- BRIEF:
Rewrite every line of the data below with the wording unchanged, but increase each x and y coordinate in the answers by 111.

START SUPPLIED DATA

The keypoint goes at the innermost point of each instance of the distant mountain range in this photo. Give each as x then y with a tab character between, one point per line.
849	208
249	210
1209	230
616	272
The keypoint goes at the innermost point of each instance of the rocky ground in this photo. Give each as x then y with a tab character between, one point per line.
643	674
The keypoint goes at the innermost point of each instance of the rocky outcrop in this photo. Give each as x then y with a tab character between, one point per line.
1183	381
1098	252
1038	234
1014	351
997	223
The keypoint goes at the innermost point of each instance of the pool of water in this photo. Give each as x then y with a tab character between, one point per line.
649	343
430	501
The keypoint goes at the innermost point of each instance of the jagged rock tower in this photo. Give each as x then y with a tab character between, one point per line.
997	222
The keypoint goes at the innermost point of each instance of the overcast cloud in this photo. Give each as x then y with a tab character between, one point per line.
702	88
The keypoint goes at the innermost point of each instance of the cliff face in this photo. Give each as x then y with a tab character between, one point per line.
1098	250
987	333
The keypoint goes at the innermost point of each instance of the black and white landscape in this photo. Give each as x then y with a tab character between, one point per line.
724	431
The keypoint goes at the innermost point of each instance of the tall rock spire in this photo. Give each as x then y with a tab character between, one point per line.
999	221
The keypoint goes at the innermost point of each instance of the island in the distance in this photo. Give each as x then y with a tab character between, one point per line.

END SUPPLIED DATA

- RESPONSE:
The keypoint goes at the innermost point of each instance of the distant mountain range in this photo. Give each as x then y with a tab character between, one point per line.
960	319
360	321
1320	341
727	383
The keypoint goes at the innermost point of each instance of the rocky ground in this photo. Give each as x then y with a tab character between, one point per line.
754	785
The keypoint goes at the innermost point of each instance of the rocky outcrop in this photo. Give each as x then y with a tab character between, one point per line.
1294	492
1209	363
1149	345
1125	462
1108	334
The keypoint goes at the innermost point of each instance of the pool of water in this photo. Give each as x then y with a tab character between, one point per line.
760	454
541	612
The keypoint goes at the innermost point of each instance of the jagged rock tower in this photo. Give each as x then y with a tab character between, one point per line.
1108	333
The keypoint goes at the innermost point of each instance of the overcast cloud in this photo. Give each as x then y with a tab character between, one point per line.
813	199
The keypoint goes at the innermost point of each instance of the cliff face in this photo. Give each as x then y with a tab character between, one point per line.
1209	361
1098	444
The keypoint goes at the innermost point of each instance of the black and white landscape in this photo. Give each as x then y with a tab character between, one point per line.
835	542
The keypoint goes at the innermost point of each instance of the tall rock spire in this photo. Give each as x then y with a tab character between, one point per line.
1110	332
The keypoint goes at the innermost point of each instance of the island in the distance in this photo. Give each as x then y with a tab character between, one point per line.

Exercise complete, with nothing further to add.